* EXCERPT PROVIDED *
────────────────

Achieving for Children has written to say that they would like to hear the views of parents/carers in Richmond and Kingston boroughs who have a child or young person receiving support from a setting/school/college for a special educational need, and who does not have an Education Health and Care Plan. This survey will run until the end of spring term and will feed into continued improvements to support children and young people. Please provide your feedback via this feedback link.

In the meantime, parents are reminded that they can contact the SEND Advisory Support Line, or complete a SEND Advisory Request Form, if they have a query about the support their child is receiving.



Richmond Council is hosting an event to give residents the chance to hear from Transport for London on the London Ultra Low Emission Zone (ULEZ) expansion.

The expansion of the zone on 25 October 2021 will extend the zone up to (but not including) the South Circular Road and will mean numerous homes and businesses in Kew, Barnes and Mortlake will be within the zone, as well as anyone driving through it. Mortlake Crematorium and the borough’s Household Re-use and Recycling Centre, Townmead Road, will also be in the expanded zone.

Residents can join the online Community Conversation on Monday 1 February to hear from TfL and the Council. Residents will be able to ask questions about the implications of the scheme and how best to prepare. The Zoom meeting will take place from 6.30pm –8.00pm. Registration is essential. Register here.

The ULEZ operates 24 hours a day, 7 days a week, with a £12.50 daily charge for vehicles that do not meet the required emissions standards. View information about the standards (including a vehicle checker).

────────────────

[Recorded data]
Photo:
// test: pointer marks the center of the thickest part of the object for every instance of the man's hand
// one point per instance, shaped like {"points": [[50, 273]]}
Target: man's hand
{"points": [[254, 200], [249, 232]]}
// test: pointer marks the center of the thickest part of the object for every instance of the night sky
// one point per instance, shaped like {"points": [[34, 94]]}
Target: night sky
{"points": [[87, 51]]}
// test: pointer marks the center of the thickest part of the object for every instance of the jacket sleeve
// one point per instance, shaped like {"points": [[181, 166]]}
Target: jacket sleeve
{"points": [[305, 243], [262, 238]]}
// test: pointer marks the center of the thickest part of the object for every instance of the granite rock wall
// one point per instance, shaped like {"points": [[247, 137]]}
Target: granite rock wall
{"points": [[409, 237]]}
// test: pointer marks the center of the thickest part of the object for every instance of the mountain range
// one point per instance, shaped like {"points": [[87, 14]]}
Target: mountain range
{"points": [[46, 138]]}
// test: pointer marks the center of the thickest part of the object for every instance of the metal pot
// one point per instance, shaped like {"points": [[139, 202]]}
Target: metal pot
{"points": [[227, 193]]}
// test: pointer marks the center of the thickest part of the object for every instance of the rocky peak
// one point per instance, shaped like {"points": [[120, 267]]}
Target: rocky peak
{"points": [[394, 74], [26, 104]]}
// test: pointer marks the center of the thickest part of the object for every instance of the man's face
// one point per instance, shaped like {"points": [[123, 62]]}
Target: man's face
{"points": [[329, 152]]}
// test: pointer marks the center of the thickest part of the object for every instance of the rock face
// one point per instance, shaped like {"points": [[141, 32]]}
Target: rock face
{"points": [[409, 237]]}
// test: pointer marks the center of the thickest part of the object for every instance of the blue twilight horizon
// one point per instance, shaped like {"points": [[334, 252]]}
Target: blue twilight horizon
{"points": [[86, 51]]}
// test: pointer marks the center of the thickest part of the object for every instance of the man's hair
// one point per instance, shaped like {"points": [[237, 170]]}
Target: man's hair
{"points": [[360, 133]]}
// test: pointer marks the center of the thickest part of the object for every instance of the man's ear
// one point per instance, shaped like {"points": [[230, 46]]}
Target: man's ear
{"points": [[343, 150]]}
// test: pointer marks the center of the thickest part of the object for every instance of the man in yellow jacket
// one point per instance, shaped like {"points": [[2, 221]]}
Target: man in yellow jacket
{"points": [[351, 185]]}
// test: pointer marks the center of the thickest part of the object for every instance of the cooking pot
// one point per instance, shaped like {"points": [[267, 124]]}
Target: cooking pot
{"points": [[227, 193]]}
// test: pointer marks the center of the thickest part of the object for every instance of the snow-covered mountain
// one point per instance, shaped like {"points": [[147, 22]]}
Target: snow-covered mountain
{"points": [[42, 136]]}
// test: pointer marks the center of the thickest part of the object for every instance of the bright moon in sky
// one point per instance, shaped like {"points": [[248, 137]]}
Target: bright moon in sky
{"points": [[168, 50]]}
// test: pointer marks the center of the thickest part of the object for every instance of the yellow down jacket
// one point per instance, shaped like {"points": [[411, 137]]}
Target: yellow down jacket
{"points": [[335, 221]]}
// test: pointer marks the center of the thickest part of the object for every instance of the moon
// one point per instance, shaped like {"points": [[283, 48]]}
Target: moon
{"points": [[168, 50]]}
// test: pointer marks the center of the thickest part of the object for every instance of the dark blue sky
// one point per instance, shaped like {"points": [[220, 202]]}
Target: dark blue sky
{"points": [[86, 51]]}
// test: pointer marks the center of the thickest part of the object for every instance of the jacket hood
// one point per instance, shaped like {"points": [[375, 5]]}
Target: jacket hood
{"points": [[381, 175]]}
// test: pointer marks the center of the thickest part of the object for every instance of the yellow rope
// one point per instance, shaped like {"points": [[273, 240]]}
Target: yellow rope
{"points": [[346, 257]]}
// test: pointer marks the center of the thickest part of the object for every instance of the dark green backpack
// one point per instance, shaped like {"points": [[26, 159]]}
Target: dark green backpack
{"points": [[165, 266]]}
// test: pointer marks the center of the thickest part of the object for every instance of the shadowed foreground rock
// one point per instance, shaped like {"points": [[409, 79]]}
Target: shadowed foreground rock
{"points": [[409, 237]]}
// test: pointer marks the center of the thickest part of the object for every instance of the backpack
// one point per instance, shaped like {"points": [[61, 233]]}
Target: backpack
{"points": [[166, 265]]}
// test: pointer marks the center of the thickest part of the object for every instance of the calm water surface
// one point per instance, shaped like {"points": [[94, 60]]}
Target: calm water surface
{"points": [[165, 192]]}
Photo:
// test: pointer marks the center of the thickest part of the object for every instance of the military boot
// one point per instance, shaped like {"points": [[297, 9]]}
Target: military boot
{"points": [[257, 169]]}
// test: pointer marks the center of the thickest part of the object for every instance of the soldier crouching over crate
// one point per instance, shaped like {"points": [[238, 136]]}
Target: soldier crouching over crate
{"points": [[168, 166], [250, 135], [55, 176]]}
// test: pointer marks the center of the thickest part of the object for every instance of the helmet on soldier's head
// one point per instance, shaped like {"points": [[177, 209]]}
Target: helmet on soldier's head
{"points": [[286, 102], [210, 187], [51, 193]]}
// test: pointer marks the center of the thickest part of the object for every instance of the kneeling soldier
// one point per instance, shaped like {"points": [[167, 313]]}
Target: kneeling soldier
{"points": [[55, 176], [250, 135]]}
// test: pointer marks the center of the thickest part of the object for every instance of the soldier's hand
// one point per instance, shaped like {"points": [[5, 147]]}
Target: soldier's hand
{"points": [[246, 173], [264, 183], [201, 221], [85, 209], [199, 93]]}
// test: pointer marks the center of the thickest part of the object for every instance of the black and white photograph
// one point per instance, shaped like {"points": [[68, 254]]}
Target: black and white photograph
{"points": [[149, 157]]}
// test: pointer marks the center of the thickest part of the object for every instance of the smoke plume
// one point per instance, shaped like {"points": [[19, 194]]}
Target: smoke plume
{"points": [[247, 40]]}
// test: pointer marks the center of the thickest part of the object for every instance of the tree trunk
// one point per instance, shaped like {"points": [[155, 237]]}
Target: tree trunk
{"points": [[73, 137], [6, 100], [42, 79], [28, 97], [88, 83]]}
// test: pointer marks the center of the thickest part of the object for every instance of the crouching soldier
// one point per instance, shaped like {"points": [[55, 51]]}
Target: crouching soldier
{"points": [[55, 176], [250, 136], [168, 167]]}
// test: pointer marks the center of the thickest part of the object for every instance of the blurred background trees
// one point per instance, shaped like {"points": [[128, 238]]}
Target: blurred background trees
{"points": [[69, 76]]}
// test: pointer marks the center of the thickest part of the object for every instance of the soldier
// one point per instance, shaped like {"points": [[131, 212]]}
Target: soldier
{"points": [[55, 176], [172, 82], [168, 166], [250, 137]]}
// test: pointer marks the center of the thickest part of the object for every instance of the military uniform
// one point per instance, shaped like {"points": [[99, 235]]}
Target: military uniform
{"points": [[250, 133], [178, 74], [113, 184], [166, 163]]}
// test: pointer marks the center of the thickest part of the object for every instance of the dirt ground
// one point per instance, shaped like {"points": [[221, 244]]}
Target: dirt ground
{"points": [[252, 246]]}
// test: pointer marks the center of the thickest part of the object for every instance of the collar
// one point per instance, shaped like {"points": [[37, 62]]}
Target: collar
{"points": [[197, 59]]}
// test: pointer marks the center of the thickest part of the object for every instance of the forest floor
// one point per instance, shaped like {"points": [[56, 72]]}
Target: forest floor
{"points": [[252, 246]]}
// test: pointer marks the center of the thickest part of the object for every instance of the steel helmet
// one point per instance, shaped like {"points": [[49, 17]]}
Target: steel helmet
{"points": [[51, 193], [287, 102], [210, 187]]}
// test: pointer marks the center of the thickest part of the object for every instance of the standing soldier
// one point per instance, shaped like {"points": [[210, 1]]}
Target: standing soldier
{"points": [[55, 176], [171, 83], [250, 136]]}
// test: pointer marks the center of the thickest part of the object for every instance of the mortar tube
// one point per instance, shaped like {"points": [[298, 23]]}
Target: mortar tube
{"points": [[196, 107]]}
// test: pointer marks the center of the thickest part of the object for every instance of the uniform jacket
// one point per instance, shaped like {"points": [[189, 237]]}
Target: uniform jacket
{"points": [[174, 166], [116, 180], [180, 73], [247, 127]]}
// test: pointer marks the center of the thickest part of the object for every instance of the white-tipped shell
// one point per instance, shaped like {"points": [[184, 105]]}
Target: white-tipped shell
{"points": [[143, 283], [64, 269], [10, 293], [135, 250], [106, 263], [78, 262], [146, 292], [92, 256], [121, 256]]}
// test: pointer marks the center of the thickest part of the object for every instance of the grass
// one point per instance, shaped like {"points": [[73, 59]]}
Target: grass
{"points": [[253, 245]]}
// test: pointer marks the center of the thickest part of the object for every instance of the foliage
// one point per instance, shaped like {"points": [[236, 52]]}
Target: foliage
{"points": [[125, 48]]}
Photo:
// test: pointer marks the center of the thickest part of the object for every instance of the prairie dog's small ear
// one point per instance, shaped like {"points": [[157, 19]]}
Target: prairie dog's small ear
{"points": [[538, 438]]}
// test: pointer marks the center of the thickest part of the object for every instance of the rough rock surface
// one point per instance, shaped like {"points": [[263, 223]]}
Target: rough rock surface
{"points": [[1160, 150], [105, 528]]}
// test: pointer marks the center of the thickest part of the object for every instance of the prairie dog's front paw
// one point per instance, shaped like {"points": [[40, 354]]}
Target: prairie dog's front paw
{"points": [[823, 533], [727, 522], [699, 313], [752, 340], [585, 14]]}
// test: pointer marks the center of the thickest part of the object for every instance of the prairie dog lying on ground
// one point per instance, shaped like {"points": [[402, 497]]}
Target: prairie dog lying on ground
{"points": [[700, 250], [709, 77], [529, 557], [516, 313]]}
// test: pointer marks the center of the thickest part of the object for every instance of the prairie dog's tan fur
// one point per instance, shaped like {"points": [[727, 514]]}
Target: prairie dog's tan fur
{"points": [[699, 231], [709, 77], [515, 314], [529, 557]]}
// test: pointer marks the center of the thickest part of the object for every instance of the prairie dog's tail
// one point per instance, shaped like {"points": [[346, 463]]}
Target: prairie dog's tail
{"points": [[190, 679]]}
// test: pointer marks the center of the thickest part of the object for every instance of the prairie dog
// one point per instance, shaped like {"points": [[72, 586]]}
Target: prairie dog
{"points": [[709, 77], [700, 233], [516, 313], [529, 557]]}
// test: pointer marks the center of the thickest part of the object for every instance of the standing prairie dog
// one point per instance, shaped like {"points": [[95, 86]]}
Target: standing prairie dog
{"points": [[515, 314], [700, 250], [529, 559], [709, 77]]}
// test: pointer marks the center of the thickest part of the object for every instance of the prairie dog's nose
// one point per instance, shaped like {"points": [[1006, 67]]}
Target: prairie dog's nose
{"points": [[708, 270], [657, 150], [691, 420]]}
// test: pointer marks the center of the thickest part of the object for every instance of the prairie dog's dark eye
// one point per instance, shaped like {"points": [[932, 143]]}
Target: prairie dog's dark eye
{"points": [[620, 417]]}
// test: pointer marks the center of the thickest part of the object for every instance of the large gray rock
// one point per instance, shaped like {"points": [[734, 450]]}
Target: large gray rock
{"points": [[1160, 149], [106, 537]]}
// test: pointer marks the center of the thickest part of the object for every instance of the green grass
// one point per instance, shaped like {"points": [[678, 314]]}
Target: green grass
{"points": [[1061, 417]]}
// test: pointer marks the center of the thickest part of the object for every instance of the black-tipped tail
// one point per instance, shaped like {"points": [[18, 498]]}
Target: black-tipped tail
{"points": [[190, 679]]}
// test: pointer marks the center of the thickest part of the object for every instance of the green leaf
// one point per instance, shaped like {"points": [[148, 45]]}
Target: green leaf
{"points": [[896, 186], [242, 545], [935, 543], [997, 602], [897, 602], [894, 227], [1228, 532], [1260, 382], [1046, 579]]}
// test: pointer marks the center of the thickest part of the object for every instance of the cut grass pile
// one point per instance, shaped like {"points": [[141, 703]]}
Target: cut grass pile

────────────────

* CHECK YOUR UNDERSTANDING *
(A) Answer these questions from the excerpt:
(i) Until when will the survey of parents and carers run?
(ii) On what date will the Ultra Low Emission Zone be expanded?
(iii) What daily charge applies to vehicles that do not meet the required emissions standards?
(B) Output the part of the excerpt from "Residents can join" up to and including "essential. Register here.".
Rely on the excerpt alone when responding.

* SOLUTION LIST *
(A)
(i) Until the end of spring term.
(ii) 25 October 2021.
(iii) £12.50.

(B)
Residents can join the online Community Conversation on Monday 1 February to hear from TfL and the Council. Residents will be able to ask questions about the implications of the scheme and how best to prepare. The Zoom meeting will take place from 6.30pm –8.00pm. Registration is essential. Register here.